- **PROBLEM STATEMENT**: Only the text of the entries below should appear in your exact transcription; leave out every picture.

Segment Open

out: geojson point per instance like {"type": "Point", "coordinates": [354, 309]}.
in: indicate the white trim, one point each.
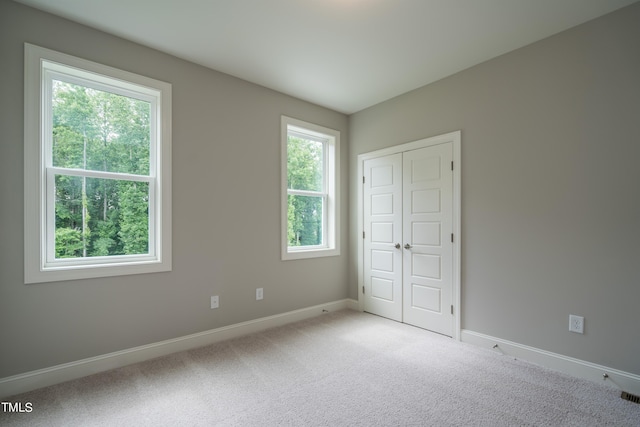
{"type": "Point", "coordinates": [455, 138]}
{"type": "Point", "coordinates": [626, 381]}
{"type": "Point", "coordinates": [331, 223]}
{"type": "Point", "coordinates": [28, 381]}
{"type": "Point", "coordinates": [40, 262]}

Segment Closed

- **ANSWER SECTION**:
out: geojson point per instance like {"type": "Point", "coordinates": [354, 309]}.
in: indicate the white trim, one point each.
{"type": "Point", "coordinates": [455, 138]}
{"type": "Point", "coordinates": [626, 381]}
{"type": "Point", "coordinates": [331, 223]}
{"type": "Point", "coordinates": [28, 381]}
{"type": "Point", "coordinates": [40, 262]}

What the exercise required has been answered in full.